** Source records **
## Start

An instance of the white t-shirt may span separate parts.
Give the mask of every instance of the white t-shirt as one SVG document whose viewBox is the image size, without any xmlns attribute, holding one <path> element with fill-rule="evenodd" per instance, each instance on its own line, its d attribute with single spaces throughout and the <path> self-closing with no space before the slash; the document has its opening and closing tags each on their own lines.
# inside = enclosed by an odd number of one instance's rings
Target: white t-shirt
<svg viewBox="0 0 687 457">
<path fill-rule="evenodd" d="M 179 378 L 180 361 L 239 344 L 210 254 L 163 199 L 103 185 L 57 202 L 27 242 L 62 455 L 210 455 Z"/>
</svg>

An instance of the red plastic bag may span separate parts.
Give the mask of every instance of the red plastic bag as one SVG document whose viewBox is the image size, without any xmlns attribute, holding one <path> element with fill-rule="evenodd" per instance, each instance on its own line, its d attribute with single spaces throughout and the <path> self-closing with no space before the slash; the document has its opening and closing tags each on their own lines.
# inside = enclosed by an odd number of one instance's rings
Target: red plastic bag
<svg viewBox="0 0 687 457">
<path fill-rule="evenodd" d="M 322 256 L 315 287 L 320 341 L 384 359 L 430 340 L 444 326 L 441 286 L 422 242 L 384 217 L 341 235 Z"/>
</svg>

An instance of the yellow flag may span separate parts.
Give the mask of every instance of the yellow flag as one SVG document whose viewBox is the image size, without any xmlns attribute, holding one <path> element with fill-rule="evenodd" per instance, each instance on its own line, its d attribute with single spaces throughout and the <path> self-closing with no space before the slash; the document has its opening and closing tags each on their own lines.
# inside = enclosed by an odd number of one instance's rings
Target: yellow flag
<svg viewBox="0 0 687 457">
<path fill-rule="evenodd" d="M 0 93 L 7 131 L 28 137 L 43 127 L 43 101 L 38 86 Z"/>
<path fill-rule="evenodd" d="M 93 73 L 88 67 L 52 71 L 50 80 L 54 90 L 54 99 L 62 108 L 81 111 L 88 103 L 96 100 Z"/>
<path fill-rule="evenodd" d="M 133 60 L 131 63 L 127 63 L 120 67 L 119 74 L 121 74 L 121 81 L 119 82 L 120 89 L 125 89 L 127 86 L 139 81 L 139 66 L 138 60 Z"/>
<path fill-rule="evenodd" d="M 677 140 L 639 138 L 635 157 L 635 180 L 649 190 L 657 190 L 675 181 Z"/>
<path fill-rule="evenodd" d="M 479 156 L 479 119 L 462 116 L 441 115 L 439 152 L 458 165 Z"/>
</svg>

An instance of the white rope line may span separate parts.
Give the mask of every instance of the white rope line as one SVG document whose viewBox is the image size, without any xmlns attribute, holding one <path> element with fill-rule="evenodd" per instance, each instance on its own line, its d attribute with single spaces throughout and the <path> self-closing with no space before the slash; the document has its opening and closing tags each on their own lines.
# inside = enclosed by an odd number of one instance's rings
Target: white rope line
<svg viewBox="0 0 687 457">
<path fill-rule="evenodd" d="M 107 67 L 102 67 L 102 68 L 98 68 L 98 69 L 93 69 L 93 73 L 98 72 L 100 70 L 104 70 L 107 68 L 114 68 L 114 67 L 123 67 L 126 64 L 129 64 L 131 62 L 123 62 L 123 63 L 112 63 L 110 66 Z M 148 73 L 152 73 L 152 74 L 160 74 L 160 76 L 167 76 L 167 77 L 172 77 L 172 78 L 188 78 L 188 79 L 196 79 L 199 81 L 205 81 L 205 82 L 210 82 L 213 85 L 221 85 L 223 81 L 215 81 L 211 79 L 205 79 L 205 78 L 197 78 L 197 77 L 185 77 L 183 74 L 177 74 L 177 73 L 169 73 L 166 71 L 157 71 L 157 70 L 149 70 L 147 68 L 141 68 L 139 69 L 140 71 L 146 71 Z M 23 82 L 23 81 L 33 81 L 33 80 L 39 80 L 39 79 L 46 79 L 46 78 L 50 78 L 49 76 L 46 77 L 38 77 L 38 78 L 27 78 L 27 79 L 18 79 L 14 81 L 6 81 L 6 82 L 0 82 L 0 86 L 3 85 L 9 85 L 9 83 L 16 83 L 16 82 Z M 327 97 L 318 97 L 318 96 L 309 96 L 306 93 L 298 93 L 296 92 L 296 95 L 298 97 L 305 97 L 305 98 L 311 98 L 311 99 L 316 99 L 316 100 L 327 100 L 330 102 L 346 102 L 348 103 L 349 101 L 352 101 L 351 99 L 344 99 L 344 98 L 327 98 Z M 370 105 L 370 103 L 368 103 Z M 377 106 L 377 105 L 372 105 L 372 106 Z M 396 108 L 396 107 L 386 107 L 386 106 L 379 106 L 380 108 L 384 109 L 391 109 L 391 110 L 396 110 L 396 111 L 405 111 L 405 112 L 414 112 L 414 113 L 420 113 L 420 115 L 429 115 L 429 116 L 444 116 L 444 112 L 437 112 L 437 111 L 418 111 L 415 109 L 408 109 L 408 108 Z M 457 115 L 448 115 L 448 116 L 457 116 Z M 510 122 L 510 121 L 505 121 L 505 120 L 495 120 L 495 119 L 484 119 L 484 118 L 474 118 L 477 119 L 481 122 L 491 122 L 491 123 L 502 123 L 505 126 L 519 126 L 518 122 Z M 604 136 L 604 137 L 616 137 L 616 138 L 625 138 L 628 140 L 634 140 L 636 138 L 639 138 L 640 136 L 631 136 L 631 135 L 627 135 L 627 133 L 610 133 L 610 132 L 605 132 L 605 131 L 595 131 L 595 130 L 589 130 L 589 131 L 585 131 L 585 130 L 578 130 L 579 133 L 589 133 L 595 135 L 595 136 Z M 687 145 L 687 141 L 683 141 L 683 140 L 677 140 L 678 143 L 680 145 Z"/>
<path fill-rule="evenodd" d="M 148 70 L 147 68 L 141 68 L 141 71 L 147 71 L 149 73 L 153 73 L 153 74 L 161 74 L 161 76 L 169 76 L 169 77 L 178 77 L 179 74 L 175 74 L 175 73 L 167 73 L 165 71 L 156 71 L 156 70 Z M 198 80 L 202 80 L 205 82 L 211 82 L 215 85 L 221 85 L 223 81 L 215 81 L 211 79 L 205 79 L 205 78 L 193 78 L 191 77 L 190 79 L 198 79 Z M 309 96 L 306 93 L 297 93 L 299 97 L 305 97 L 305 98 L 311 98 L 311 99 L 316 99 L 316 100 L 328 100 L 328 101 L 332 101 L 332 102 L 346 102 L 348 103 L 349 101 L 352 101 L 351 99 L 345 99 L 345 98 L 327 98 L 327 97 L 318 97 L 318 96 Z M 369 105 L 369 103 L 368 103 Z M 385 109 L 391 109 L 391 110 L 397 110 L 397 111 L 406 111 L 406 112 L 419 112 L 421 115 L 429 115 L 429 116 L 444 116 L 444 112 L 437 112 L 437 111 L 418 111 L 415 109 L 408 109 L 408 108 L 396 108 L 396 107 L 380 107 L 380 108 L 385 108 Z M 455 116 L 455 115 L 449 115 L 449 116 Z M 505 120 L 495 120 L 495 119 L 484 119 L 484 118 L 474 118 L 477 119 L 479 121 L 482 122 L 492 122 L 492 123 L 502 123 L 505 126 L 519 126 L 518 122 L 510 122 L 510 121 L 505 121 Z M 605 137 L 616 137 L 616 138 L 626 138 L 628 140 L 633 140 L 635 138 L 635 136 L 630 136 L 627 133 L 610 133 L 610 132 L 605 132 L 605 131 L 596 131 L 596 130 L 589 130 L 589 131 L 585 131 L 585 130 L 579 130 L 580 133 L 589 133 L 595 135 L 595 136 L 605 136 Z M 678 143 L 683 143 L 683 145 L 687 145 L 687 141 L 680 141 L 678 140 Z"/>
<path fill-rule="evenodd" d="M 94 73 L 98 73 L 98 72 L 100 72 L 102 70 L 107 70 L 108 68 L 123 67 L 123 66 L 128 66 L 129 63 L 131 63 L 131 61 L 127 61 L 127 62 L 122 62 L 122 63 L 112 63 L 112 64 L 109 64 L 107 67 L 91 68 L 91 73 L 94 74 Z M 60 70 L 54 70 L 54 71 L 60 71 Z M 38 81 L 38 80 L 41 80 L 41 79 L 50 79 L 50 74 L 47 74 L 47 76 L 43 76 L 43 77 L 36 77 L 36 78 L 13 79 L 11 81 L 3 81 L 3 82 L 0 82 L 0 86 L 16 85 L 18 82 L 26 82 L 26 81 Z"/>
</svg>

## End

** Required work **
Copy out the lines unchanged, beginning with the line containing "An instance of the yellow" and continuing through the line containing "677 140 L 639".

** Response to this task **
An instance of the yellow flag may span separate parts.
Give the mask of every instance of the yellow flag as one SVG document whose viewBox is the image size, without any xmlns attribute, holding one <path> element with fill-rule="evenodd" per instance, each instance on its own line, its d attribute with single spaces throughout and the <path> self-closing with no space before the slash; the document has its opening and closing tags each on their own lines.
# inside = enclosed by an odd number of one instance's rings
Target: yellow flag
<svg viewBox="0 0 687 457">
<path fill-rule="evenodd" d="M 0 93 L 7 131 L 28 137 L 43 127 L 43 101 L 38 86 Z"/>
<path fill-rule="evenodd" d="M 93 73 L 88 67 L 52 71 L 50 80 L 54 90 L 54 99 L 62 108 L 81 111 L 88 103 L 96 100 Z"/>
<path fill-rule="evenodd" d="M 133 60 L 131 63 L 127 63 L 120 67 L 119 74 L 121 74 L 121 81 L 119 82 L 120 89 L 125 89 L 127 86 L 139 81 L 139 66 L 138 60 Z"/>
<path fill-rule="evenodd" d="M 677 140 L 639 138 L 635 157 L 635 180 L 649 190 L 657 190 L 675 181 Z"/>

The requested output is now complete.